● **Extracted text**:
-------

![Alt text](gru1.png)

# Gated Recurrent Units (GRU)

## Overview
Gated Recurrent Units (GRUs) are a type of Recurrent Neural Network (RNN) designed to capture dependencies in sequential data. They are similar to Long Short-Term Memory (LSTM) networks but with a simpler architecture, making them faster and more efficient.

## Architecture of GRU

A GRU unit consists of:

1. **Hidden State (\(h_t\))**: Represents the current memory state of the network.
2. **Gates**: GRUs have two main gates that control the flow of information:
   - **Update Gate (\(z_t\))**: Determines how much of the past information needs to be passed along to the future.
   - **Reset Gate (\(r_t\))**: Determines how much of the past information to forget.

### Mathematical Representation

1. **Update Gate**:
   $$
   z_t = \sigma(W_z \cdot [h_{t-1}, x_t] + b_z)
   $$

2. **Reset Gate**:
   $$
   r_t = \sigma(W_r \cdot [h_{t-1}, x_t] + b_r)
   $$

3. **Candidate Hidden State**:
   $$
   \tilde{h}_t = \tanh(W_h \cdot [r_t * h_{t-1}, x_t] + b_h)

-------

Object position labeling entries:

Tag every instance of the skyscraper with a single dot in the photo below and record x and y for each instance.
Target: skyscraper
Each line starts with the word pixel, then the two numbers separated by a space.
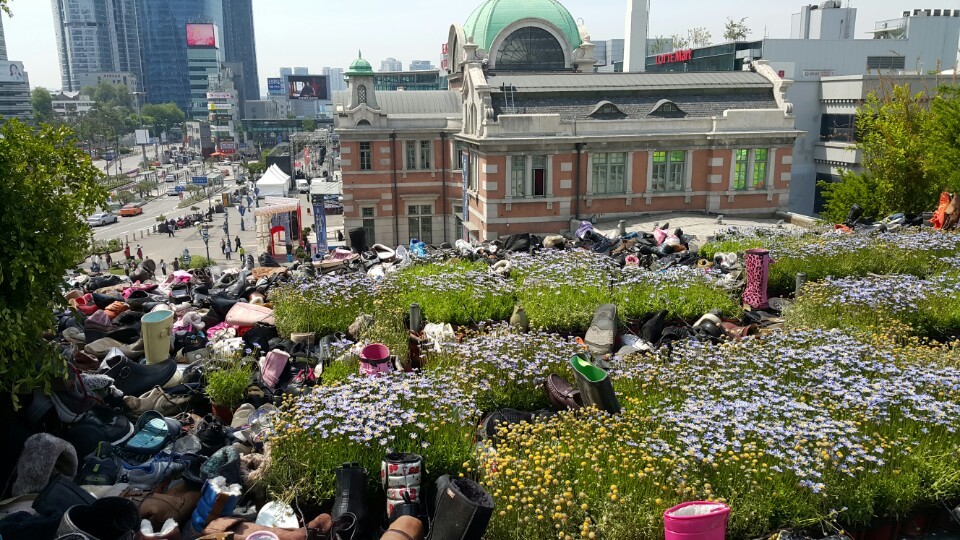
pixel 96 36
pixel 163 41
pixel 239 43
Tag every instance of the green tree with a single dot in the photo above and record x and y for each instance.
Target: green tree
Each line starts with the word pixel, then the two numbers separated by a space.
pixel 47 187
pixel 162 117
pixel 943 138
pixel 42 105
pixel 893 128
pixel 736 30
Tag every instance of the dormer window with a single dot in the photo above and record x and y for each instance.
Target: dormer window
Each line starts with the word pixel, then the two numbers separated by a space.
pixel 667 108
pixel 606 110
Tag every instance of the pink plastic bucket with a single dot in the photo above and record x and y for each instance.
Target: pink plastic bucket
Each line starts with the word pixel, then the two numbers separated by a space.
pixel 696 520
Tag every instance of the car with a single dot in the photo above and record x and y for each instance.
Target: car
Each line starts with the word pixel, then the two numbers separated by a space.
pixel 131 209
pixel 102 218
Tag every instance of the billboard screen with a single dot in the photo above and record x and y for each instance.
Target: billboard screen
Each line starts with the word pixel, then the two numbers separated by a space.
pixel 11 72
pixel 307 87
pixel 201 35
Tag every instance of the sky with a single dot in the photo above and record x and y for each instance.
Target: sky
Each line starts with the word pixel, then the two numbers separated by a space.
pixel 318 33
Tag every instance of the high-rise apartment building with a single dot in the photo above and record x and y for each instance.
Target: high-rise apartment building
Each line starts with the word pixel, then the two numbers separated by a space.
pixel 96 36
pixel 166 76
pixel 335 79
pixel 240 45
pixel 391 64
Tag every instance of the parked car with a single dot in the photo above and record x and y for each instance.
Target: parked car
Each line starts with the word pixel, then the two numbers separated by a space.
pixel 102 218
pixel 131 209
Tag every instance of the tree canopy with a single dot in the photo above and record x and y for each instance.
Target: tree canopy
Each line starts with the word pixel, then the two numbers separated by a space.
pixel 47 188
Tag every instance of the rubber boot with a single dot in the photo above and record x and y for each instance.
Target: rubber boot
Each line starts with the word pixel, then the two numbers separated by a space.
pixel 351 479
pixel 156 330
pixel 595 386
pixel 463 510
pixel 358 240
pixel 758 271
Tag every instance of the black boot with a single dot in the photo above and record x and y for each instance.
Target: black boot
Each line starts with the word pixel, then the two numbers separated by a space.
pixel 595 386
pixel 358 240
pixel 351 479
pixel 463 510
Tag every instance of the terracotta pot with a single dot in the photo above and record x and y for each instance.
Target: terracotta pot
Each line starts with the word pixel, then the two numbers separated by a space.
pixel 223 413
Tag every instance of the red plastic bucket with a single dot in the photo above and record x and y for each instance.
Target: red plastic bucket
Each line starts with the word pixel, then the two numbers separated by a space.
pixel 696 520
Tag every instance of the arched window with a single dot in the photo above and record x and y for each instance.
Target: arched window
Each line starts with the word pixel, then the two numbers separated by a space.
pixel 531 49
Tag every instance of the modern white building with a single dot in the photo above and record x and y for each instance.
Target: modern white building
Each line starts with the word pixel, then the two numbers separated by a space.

-------

● **Required work**:
**A)** Answer these questions using the text on Gated Recurrent Units:
(i) Which kind of network are GRUs described as similar to?
(ii) What does the reset gate determine?
(iii) Which function is applied in the formula for the candidate hidden state?
**B)** Please carry the text on Gated Recurrent Units forward from its last line.

● **Results by task**:
**A)**
(i) Long Short-Term Memory (LSTM) networks
(ii) How much of the past information to forget
(iii) The hyperbolic tangent (tanh)

**B)**
   $$

4. **Update Hidden State**:
   $$
   h_t = (1 - z_t) * h_{t-1} + z_t * \tilde{h}_t
   $$

### Summary of GRU Equations
- Update gate: \( z_t \)
- Reset gate: \( r_t \)
- Candidate hidden state: \( \tilde{h}_t \)
- Hidden state update: \( h_t \)

## Use Cases of GRU

GRUs are widely used in various applications, including:

1. **Natural Language Processing (NLP)**:
   - Language modeling
   - Machine translation
   - Sentiment analysis

2. **Time Series Forecasting**:
   - Predicting stock prices
   - Weather forecasting

3. **Speech Recognition**:
   - Converting audio signals to text.

4. **Music Generation**:
   - Composing melodies based on previous notes.

5. **Video Analysis**:
   - Activity recognition in video streams.

## Advantages of GRU

- **Simplicity**: GRUs have a simpler architecture compared to LSTMs, making them faster to train.
- **Fewer Parameters**: They require fewer parameters than LSTMs, which can reduce the risk of overfitting.

## Disadvantages of GRU

- **Less Control**: The simpler architecture may limit their ability to model complex dependencies compared to LSTMs in some cases.
- **Performance Variability**: Depending on the task, GRUs may not always outperform LSTMs.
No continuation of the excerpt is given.